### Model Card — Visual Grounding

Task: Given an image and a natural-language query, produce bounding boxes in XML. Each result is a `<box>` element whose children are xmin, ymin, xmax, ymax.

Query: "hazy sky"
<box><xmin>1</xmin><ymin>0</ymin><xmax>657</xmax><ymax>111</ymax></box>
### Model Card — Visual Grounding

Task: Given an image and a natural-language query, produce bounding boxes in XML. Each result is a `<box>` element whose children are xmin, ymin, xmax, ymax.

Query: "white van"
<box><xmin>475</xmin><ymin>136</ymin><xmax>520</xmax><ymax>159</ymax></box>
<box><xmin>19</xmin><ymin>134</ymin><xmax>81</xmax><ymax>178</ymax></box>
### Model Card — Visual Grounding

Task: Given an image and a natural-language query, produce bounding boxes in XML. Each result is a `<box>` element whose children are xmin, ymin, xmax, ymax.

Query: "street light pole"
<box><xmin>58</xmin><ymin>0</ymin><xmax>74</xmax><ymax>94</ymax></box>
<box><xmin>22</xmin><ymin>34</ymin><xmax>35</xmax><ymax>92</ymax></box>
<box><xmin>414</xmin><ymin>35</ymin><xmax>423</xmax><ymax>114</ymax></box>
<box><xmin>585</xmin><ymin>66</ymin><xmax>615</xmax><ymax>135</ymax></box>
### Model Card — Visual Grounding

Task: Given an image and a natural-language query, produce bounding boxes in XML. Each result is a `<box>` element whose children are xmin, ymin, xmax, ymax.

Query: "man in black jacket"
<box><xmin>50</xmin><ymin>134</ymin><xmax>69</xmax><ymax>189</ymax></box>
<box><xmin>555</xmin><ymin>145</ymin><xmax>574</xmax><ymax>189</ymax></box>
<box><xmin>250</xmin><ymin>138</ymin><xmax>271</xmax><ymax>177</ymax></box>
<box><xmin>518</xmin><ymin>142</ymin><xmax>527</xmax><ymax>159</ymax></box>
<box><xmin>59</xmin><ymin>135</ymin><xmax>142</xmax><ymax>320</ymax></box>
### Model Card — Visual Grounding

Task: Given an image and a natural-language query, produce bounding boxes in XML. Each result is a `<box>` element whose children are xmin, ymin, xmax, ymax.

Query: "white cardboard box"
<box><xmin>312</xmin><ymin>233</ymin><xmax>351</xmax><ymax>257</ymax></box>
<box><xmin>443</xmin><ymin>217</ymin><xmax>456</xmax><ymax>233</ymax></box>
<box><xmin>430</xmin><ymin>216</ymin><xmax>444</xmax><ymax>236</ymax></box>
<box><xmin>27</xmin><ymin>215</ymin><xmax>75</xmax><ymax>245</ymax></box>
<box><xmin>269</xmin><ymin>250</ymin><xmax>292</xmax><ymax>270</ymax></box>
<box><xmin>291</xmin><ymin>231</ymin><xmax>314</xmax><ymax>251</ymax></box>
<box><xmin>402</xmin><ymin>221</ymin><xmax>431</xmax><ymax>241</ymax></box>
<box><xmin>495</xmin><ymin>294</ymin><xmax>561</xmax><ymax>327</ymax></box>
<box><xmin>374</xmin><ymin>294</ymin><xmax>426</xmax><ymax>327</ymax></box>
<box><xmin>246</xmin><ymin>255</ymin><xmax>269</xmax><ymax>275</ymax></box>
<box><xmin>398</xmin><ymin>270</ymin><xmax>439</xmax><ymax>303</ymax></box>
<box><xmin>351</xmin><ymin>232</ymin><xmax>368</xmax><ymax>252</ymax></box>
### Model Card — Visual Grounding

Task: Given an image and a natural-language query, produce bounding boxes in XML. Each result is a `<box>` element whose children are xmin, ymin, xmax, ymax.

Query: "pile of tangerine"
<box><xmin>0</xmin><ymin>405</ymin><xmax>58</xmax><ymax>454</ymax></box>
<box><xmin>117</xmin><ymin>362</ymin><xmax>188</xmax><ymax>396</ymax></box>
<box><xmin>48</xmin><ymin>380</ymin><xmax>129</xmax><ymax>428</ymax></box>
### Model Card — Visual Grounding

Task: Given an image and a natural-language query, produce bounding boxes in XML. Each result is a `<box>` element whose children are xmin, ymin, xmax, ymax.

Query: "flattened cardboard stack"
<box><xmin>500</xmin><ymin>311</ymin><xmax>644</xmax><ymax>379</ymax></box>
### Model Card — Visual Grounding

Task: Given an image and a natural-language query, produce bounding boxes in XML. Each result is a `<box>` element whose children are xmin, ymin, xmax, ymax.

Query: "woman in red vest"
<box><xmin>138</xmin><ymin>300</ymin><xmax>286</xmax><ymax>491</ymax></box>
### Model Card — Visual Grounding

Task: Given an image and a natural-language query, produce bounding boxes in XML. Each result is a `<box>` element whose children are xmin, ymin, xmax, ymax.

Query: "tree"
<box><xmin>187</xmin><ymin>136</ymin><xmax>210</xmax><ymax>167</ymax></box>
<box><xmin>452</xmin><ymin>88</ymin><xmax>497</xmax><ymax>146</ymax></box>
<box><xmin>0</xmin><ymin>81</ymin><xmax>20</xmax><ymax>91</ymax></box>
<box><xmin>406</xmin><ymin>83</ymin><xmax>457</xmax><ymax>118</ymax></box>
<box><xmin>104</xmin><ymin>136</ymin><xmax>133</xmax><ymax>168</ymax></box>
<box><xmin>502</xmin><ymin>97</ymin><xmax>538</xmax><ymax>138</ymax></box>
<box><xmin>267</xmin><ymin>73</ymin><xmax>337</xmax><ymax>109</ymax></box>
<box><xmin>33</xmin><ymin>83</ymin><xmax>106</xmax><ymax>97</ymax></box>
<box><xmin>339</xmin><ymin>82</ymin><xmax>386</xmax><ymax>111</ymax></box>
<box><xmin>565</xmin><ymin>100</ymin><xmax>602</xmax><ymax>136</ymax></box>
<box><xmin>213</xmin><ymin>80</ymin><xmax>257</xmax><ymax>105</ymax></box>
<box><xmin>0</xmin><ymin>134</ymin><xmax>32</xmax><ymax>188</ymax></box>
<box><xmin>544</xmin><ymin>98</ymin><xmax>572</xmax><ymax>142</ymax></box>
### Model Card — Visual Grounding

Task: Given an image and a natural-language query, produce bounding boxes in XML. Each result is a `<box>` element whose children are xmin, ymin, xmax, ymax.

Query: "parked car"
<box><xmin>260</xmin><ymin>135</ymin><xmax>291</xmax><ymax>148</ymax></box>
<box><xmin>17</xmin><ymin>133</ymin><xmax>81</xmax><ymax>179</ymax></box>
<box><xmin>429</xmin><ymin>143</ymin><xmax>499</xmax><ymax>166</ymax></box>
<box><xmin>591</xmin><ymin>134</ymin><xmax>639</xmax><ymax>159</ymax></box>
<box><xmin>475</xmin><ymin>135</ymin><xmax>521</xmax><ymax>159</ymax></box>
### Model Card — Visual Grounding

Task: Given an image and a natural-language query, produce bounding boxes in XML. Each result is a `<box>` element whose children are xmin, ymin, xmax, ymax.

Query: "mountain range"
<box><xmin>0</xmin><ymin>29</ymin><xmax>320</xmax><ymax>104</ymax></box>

- WHAT TO WORK ON -
Print all the lines exactly as they occur in the listing.

- ANSWER BELOW -
### Model Card — Visual Grounding

Task: Given an image and a natural-language query, produce bounding boxes in XML. Each result is a `<box>` element whose children are xmin, ymin, xmax, ymax.

Query: "hazy sky"
<box><xmin>1</xmin><ymin>0</ymin><xmax>657</xmax><ymax>111</ymax></box>
### Model Card — Visual Grounding

Task: Given an image and a natural-language query, produce bounding boxes in XML. Each result is a `<box>` element whose children are xmin, ymin, xmax, ymax.

Query: "white van"
<box><xmin>475</xmin><ymin>136</ymin><xmax>520</xmax><ymax>159</ymax></box>
<box><xmin>19</xmin><ymin>134</ymin><xmax>81</xmax><ymax>178</ymax></box>
### Model Card — Visual Grounding

Task: Given an image and a natural-language query, produce bounding boxes in XML. Each result is a `<box>` element whose children are xmin, ymin, xmax, ymax.

Query: "street light pole"
<box><xmin>58</xmin><ymin>0</ymin><xmax>74</xmax><ymax>94</ymax></box>
<box><xmin>22</xmin><ymin>34</ymin><xmax>35</xmax><ymax>92</ymax></box>
<box><xmin>414</xmin><ymin>35</ymin><xmax>423</xmax><ymax>114</ymax></box>
<box><xmin>585</xmin><ymin>66</ymin><xmax>615</xmax><ymax>135</ymax></box>
### Model Card — Visual Grounding

Task: Given an image and a natural-language query, produce bounding boxes in XML. Each result is a `<box>` element whose children are xmin, ymin, xmax, ymax.

Query: "man in black jacket"
<box><xmin>50</xmin><ymin>134</ymin><xmax>69</xmax><ymax>189</ymax></box>
<box><xmin>555</xmin><ymin>145</ymin><xmax>574</xmax><ymax>189</ymax></box>
<box><xmin>250</xmin><ymin>138</ymin><xmax>271</xmax><ymax>177</ymax></box>
<box><xmin>518</xmin><ymin>142</ymin><xmax>527</xmax><ymax>159</ymax></box>
<box><xmin>59</xmin><ymin>135</ymin><xmax>142</xmax><ymax>320</ymax></box>
### Model Card — Visual Grounding

Task: Given an image and a natural-language query, produce bounding boxes in XML. Each result is a `<box>` element whose children are xmin, ymin, xmax, ymax.

Query: "white cardboard box"
<box><xmin>312</xmin><ymin>233</ymin><xmax>351</xmax><ymax>257</ymax></box>
<box><xmin>443</xmin><ymin>217</ymin><xmax>456</xmax><ymax>233</ymax></box>
<box><xmin>430</xmin><ymin>216</ymin><xmax>444</xmax><ymax>236</ymax></box>
<box><xmin>27</xmin><ymin>215</ymin><xmax>75</xmax><ymax>245</ymax></box>
<box><xmin>269</xmin><ymin>250</ymin><xmax>292</xmax><ymax>270</ymax></box>
<box><xmin>291</xmin><ymin>231</ymin><xmax>314</xmax><ymax>251</ymax></box>
<box><xmin>402</xmin><ymin>221</ymin><xmax>431</xmax><ymax>241</ymax></box>
<box><xmin>495</xmin><ymin>294</ymin><xmax>561</xmax><ymax>327</ymax></box>
<box><xmin>374</xmin><ymin>294</ymin><xmax>426</xmax><ymax>327</ymax></box>
<box><xmin>246</xmin><ymin>255</ymin><xmax>269</xmax><ymax>275</ymax></box>
<box><xmin>398</xmin><ymin>270</ymin><xmax>439</xmax><ymax>303</ymax></box>
<box><xmin>351</xmin><ymin>232</ymin><xmax>368</xmax><ymax>252</ymax></box>
### Model Card — Visual Grounding

Task: Given an image and a natural-language query, produce bounding boxes in XML. Each result is a `<box>` element whose children are xmin, ymin, xmax, ymax.

Query: "pile of tangerine"
<box><xmin>0</xmin><ymin>405</ymin><xmax>58</xmax><ymax>454</ymax></box>
<box><xmin>117</xmin><ymin>362</ymin><xmax>188</xmax><ymax>396</ymax></box>
<box><xmin>48</xmin><ymin>380</ymin><xmax>129</xmax><ymax>428</ymax></box>
### Model Card — Visual Grounding

Task: Given an image and a natural-language query, produce bounding boxes in XML. Each result is a `<box>` element whose children are xmin, ymin, xmax, ymax.

Query: "flattened cardboard stack"
<box><xmin>500</xmin><ymin>311</ymin><xmax>644</xmax><ymax>379</ymax></box>
### Model Card — Visual Grounding

Task: Given an image and a natural-language query, produce bounding boxes in XML. Each result is a `<box>` element whose children are xmin, ymin, xmax, ymax.

Query: "woman in red vest"
<box><xmin>138</xmin><ymin>300</ymin><xmax>286</xmax><ymax>491</ymax></box>
### Model Card — Visual Grounding

Task: Given an image and a natural-language query, produce bounding boxes in XML. Each result is a `<box>` element whose children are xmin, ymin, xmax, ymax.

Query: "tree"
<box><xmin>187</xmin><ymin>136</ymin><xmax>210</xmax><ymax>167</ymax></box>
<box><xmin>452</xmin><ymin>88</ymin><xmax>497</xmax><ymax>146</ymax></box>
<box><xmin>0</xmin><ymin>81</ymin><xmax>20</xmax><ymax>91</ymax></box>
<box><xmin>406</xmin><ymin>83</ymin><xmax>457</xmax><ymax>118</ymax></box>
<box><xmin>104</xmin><ymin>136</ymin><xmax>133</xmax><ymax>168</ymax></box>
<box><xmin>502</xmin><ymin>97</ymin><xmax>538</xmax><ymax>138</ymax></box>
<box><xmin>267</xmin><ymin>73</ymin><xmax>337</xmax><ymax>109</ymax></box>
<box><xmin>33</xmin><ymin>83</ymin><xmax>106</xmax><ymax>97</ymax></box>
<box><xmin>339</xmin><ymin>82</ymin><xmax>386</xmax><ymax>111</ymax></box>
<box><xmin>565</xmin><ymin>100</ymin><xmax>602</xmax><ymax>136</ymax></box>
<box><xmin>213</xmin><ymin>80</ymin><xmax>257</xmax><ymax>105</ymax></box>
<box><xmin>0</xmin><ymin>134</ymin><xmax>32</xmax><ymax>188</ymax></box>
<box><xmin>544</xmin><ymin>98</ymin><xmax>572</xmax><ymax>142</ymax></box>
### Model Card — Visual Grounding

Task: Given an image and a natural-language query, produce bounding boxes in XML. Each result is a `<box>` element whose children are xmin, ymin, xmax, ymax.

Query: "parked car"
<box><xmin>260</xmin><ymin>135</ymin><xmax>291</xmax><ymax>148</ymax></box>
<box><xmin>17</xmin><ymin>133</ymin><xmax>81</xmax><ymax>179</ymax></box>
<box><xmin>429</xmin><ymin>143</ymin><xmax>499</xmax><ymax>166</ymax></box>
<box><xmin>591</xmin><ymin>134</ymin><xmax>639</xmax><ymax>159</ymax></box>
<box><xmin>475</xmin><ymin>135</ymin><xmax>521</xmax><ymax>159</ymax></box>
### Model Card — Visual Grounding

Task: Given an image and a natural-language query, produce bounding boxes in XML. Each result is a `<box>` element whose children are xmin, ymin, xmax, ymax.

Query: "mountain range"
<box><xmin>0</xmin><ymin>29</ymin><xmax>320</xmax><ymax>104</ymax></box>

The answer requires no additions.